## Given request
Find the line that contains "Exercise. Point out the white bunny" and print it and every line after it, exactly, please.

## Data provided

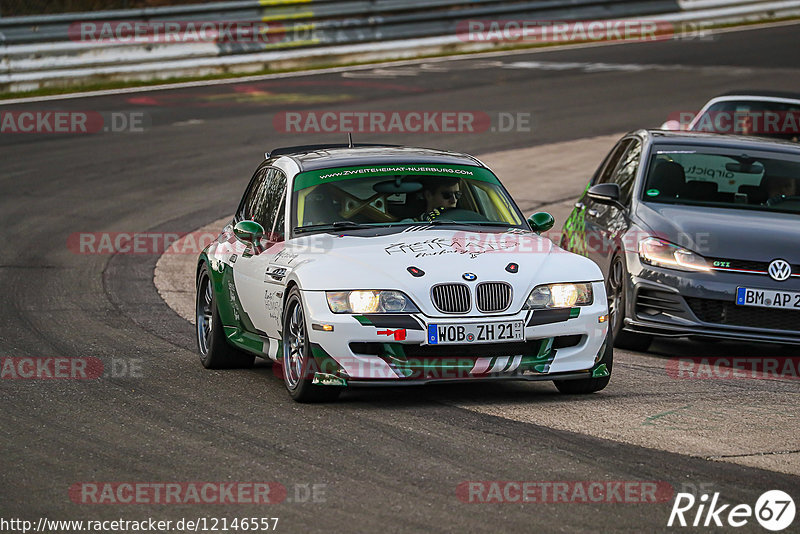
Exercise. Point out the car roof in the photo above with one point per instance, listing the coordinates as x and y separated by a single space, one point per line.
720 140
313 157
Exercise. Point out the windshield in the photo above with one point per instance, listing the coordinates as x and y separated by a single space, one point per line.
370 196
723 178
780 120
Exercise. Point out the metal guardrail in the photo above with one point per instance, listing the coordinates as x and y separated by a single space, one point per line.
41 50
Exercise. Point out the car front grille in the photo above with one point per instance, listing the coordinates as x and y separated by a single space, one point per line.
728 313
451 298
492 297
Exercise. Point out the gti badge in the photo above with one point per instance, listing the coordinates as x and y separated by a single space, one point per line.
780 270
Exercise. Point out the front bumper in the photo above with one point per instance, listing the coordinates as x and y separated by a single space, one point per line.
385 349
665 302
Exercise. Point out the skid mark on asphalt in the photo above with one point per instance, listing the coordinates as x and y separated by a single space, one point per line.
650 419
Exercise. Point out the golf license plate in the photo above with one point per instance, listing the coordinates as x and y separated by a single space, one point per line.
455 334
768 298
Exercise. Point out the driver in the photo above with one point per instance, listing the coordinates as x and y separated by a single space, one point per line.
779 188
440 195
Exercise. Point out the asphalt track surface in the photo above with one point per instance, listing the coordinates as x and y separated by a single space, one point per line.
391 459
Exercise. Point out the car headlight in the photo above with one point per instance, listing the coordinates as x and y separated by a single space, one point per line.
560 296
370 301
654 251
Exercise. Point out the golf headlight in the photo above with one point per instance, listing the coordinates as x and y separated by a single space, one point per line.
660 253
369 301
560 296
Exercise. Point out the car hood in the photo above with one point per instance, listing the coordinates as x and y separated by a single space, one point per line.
725 233
327 262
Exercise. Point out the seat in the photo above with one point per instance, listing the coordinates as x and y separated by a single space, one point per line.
668 178
321 206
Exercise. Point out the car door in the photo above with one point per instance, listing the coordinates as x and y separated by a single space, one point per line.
606 224
575 236
258 284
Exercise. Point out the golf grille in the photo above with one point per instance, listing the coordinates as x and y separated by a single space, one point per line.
493 297
451 298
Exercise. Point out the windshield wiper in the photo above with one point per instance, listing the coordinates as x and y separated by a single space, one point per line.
468 223
328 226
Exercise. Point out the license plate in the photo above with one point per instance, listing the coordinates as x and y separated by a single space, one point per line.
459 334
768 298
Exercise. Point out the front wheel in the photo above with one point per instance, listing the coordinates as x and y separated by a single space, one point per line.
297 359
583 386
215 351
616 289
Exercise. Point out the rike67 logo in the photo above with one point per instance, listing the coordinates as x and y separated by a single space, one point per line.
774 510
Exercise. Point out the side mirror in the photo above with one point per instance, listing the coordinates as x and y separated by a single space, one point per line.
248 232
608 194
541 222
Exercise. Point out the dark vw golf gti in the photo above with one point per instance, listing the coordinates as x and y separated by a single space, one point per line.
697 234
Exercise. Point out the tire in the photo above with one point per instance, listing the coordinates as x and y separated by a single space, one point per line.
583 386
616 290
215 350
297 358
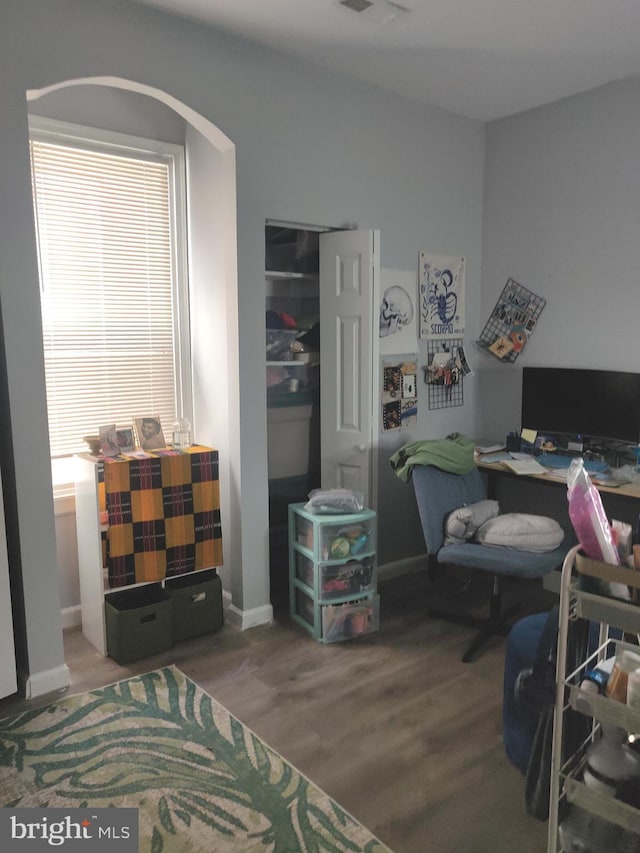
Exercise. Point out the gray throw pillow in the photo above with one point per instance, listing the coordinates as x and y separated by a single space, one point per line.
462 524
521 531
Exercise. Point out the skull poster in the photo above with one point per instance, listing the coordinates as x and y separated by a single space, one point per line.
441 297
398 323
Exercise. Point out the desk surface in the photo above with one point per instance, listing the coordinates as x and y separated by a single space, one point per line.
628 490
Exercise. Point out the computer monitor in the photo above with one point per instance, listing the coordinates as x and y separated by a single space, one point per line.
601 404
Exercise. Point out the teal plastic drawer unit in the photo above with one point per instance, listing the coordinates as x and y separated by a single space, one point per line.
333 574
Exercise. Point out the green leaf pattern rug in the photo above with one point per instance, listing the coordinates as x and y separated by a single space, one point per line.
200 779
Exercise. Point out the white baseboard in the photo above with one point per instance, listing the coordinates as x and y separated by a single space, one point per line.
71 617
402 567
39 683
244 619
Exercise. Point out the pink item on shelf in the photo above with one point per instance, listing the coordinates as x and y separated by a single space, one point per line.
588 517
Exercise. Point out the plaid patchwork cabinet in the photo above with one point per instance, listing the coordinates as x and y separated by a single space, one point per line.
163 515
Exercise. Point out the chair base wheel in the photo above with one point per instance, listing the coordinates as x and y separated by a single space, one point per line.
497 625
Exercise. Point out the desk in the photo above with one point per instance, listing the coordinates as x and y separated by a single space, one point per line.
545 495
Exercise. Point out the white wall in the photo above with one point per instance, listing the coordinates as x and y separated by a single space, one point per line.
309 148
561 217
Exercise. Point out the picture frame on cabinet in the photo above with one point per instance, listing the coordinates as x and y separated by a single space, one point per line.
108 440
125 439
149 432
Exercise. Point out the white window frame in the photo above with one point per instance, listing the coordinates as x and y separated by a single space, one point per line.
90 138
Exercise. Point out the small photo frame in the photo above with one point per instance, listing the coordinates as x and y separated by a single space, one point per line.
149 432
125 439
108 440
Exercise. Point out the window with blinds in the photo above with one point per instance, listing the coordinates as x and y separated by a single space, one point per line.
113 288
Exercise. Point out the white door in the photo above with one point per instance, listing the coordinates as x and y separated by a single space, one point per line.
349 274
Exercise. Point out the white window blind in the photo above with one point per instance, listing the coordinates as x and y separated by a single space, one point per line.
110 301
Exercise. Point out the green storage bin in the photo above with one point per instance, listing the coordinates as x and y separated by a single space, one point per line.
197 604
139 622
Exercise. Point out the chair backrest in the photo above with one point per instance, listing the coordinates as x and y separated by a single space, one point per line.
438 493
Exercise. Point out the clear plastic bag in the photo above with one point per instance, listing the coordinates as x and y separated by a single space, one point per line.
336 501
588 517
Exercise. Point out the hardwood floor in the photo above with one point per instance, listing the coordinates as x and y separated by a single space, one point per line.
393 726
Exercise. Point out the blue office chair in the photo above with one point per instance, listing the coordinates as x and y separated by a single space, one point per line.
437 494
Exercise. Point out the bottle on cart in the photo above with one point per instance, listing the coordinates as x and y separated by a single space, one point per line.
181 434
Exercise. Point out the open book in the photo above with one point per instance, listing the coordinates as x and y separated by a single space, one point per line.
524 466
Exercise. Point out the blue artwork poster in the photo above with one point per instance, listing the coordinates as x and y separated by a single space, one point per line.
441 286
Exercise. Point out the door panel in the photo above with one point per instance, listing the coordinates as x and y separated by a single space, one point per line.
349 267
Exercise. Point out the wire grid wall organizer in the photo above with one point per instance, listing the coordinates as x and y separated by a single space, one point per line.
445 387
512 321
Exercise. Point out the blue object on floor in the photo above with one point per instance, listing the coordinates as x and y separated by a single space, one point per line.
521 649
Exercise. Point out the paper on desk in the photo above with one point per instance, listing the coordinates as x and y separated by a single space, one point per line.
528 465
490 458
489 447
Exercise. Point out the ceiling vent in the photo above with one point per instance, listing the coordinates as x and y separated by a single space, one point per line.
378 12
356 5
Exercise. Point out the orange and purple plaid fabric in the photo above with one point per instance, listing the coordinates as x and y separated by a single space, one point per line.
164 515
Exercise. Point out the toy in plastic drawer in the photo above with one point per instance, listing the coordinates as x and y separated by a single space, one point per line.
355 577
350 620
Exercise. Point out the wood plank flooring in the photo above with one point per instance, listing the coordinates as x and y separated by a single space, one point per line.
394 726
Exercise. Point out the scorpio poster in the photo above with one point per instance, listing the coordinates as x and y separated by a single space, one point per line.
441 296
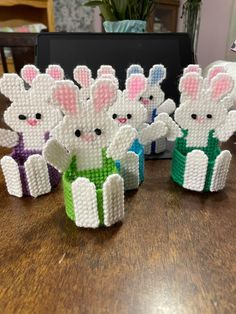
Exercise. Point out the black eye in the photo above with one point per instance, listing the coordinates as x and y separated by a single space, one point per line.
77 133
22 117
98 131
38 116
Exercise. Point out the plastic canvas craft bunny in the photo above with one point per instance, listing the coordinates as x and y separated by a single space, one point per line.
198 163
129 111
153 100
31 117
85 146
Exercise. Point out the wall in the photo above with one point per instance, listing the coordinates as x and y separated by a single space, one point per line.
72 16
214 41
214 28
230 55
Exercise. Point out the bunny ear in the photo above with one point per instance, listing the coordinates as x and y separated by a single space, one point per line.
103 94
193 68
221 85
12 86
106 69
190 85
66 94
83 76
157 74
29 73
136 85
134 69
214 71
112 78
41 86
55 71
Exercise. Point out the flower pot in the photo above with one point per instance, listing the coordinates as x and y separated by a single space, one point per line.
125 26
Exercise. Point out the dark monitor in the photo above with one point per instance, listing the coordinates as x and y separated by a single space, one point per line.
120 50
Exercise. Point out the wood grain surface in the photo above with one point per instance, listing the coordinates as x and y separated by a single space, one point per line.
174 252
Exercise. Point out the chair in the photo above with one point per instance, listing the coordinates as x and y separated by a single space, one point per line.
22 47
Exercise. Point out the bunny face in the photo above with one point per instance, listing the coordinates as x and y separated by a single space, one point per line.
153 96
127 109
30 111
127 112
85 129
31 118
85 126
203 108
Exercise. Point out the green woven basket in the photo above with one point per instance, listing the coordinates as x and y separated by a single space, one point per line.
97 176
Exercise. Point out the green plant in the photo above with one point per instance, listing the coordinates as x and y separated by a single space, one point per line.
116 10
191 9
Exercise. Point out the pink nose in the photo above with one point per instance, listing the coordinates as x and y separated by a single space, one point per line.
32 122
200 119
145 101
122 120
88 137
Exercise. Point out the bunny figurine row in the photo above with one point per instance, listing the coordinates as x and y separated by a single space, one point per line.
153 100
31 118
85 146
127 110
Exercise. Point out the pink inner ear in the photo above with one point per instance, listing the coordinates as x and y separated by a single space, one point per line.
193 68
55 72
190 85
213 72
29 73
66 96
135 86
104 70
103 95
221 86
82 76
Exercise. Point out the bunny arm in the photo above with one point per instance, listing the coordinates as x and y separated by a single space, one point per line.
168 106
121 143
225 131
174 130
8 138
152 132
56 155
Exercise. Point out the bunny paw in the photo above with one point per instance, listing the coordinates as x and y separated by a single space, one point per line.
85 203
113 199
12 176
129 170
37 175
220 171
195 170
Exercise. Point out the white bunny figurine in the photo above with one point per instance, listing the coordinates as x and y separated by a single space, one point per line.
31 118
129 111
198 163
153 100
84 149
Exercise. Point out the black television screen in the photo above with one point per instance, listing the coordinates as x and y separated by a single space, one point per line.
120 50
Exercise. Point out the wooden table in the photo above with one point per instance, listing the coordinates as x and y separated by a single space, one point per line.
173 253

## Task answer
Exercise. Point out the white bunny figurine in the photo above with one point per instance, listing the coordinates as x and y separated by a single space, one point per line.
31 118
129 111
198 163
153 100
84 149
Exercise. Point out the black television screen in the photo above with one point per instance, listing the coordinates as x and y separated by a single space, one point per line.
120 50
Exercise. Point out the wooden table in the photo above with one point per instance, listing the coordinates as x and y separated by a single space, one point per line.
173 253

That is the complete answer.